Cosme e Damião tinham dez anos. Eram filhos da Hilda, empregada da família. Gêmeos nascidos e criados em Nova Iguaçu, capital informal da Baixada Fluminense. Muitas vezes, Hilda, por não ter com quem deixá-los, vinha com eles para a casa da Tijuca. Então passei minha infância convivendo com os dois irmãos.
Sentia inveja do trajeto dos três no trem de subúrbio que parava na suntuosa Estação Central do Brasil. Na minha imaginação, eles eram as pessoas mais livres do meu minguado círculo de relacionamento.
Eu, meus irmãos e primos tínhamos os dois como parceiros de jogos e brincadeiras. Numa manhã de 40 graus, Damião e eu entramos debaixo do chuveiro. Pelados e mais ou menos inocentes, fomos flagrados por Hilda. Levamos um tremenda bronca e começamos a desconfiar que banho era coisa errada.
Com os gêmeos aprendemos a camaradagem infantil e a cumplicidade entre amigos. Juntos delirávamos ao assistir, às 10 da matina, ao Nacional Kid – herói japonês do tempo da televisão preto e branco e chuviscada. Os Incas Venusianos eram os inimigos de Kid e todos nós.

» **Etapas do exercício**:
a - Segundo o relato sobre a infância com os gêmeos Cosme e Damião, em que cidade os dois irmãos nasceram e foram criados?
b - Dê continuidade ao relato de memórias sobre os gêmeos Cosme e Damião, partindo da última frase apresentada.

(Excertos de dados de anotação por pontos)
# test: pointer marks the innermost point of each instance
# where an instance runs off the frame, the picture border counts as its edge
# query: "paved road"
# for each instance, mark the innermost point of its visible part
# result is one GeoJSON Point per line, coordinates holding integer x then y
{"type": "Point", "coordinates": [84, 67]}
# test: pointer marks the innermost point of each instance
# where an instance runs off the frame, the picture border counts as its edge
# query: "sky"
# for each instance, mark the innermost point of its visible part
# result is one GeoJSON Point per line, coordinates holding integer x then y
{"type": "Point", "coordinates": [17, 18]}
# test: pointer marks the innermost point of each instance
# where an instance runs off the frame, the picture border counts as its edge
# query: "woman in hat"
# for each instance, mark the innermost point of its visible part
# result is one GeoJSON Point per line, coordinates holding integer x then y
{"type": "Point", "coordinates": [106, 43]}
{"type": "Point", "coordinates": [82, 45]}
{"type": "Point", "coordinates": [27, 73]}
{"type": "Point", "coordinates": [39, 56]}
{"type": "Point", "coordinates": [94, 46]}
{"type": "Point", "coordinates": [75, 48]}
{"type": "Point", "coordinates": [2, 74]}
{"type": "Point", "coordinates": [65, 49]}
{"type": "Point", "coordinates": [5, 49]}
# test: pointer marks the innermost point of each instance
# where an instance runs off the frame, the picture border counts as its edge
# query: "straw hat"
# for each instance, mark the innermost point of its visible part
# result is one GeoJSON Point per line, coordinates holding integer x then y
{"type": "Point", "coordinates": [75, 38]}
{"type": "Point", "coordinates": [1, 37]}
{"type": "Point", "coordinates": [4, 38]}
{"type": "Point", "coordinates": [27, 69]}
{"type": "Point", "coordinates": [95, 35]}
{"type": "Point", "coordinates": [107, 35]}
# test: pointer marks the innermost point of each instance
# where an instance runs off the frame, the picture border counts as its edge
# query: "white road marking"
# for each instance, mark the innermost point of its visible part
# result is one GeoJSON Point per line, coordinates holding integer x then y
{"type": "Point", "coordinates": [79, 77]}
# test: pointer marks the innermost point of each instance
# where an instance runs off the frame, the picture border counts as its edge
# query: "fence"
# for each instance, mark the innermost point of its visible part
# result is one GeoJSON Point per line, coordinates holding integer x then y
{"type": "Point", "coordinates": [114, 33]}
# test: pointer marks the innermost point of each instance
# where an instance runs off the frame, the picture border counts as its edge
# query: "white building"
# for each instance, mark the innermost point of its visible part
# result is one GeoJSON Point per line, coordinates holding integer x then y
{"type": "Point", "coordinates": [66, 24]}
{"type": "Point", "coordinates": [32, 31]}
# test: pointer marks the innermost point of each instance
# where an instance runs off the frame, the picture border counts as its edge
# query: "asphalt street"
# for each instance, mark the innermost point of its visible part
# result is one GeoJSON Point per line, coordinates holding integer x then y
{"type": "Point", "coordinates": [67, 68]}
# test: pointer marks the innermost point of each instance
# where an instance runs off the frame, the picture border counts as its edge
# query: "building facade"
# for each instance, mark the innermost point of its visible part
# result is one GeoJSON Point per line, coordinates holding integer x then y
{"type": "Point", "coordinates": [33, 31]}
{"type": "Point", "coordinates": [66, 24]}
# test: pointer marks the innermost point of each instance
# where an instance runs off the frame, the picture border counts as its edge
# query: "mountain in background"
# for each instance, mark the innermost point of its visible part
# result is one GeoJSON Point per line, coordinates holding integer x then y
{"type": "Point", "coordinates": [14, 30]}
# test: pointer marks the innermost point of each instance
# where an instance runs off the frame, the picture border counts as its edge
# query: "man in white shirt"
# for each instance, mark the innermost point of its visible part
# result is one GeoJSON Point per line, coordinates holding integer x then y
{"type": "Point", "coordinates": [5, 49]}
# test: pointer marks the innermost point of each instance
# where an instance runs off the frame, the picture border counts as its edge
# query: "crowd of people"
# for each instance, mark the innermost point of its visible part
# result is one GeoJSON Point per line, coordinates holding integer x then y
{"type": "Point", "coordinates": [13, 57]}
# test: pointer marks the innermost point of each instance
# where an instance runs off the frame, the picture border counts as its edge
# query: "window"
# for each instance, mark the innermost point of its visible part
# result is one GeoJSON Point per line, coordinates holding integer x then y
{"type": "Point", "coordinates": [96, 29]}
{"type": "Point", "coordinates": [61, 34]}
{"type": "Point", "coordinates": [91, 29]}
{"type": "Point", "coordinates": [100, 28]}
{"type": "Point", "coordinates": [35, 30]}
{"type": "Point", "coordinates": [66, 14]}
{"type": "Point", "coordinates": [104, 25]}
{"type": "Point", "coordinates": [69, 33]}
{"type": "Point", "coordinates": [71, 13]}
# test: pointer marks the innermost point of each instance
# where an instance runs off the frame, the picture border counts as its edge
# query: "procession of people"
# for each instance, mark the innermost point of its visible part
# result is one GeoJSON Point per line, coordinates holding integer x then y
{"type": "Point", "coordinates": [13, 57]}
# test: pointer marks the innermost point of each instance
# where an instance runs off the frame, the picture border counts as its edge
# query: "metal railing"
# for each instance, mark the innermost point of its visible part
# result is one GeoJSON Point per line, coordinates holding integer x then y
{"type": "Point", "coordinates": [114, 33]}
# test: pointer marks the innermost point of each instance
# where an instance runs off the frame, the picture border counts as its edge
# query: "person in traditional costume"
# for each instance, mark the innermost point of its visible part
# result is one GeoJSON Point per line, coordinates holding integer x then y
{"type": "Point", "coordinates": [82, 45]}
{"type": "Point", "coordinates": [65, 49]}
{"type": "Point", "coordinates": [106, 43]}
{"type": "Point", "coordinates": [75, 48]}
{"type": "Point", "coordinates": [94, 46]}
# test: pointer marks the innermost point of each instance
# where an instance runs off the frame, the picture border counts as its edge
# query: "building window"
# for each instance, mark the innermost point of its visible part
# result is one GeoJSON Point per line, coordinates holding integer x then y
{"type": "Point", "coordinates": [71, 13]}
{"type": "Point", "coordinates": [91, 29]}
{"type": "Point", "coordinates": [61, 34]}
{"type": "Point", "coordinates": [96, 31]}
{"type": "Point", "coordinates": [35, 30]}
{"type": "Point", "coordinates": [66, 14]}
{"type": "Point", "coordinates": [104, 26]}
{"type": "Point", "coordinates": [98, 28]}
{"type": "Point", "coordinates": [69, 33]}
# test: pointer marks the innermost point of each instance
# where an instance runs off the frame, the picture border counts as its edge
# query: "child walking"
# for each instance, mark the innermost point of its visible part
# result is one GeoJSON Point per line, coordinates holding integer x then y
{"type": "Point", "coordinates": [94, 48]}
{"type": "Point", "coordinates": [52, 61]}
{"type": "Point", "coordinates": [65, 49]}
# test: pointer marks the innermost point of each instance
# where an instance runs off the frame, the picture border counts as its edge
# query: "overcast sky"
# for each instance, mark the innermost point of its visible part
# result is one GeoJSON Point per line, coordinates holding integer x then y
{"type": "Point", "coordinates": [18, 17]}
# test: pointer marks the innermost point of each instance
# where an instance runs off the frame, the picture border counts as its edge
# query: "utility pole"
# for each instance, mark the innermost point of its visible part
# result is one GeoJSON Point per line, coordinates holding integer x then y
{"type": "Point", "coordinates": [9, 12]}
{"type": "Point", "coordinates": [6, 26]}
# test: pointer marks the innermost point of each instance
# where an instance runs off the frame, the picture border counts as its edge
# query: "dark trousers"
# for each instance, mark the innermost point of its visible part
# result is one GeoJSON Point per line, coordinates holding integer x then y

» **Respostas**:
a - Em Nova Iguaçu, capital informal da Baixada Fluminense.

b -
Damião e Cosme não iam à escola. Eram só dois meninos negros, filhos da cozinheira, no Rio de Janeiro dos anos 1960. Nas projeções de futuro das crianças brancas: uma irmã queria ser professora. Eu, escritora. Outro, não me lembro mais o quê. Mas todos queriam.
Nesse assunto, os gêmeos ficavam em silêncio. Talvez Cosme intuísse que iria, como seu tio peão, carregar tijolos na construção civil. Damião, apesar de sonhar em ser Nacional Kid, entendia que sem somar uma letra à outra não teria chance de escolher.
Por que, diabos, lembro tudo isso? O Brasil melhorou. Passaram-se mais de 50 anos. Não faço ideia do que aconteceu com os gêmeos. Nem com a Hilda. Qual o motivo de contar essa pequena história? Remorso.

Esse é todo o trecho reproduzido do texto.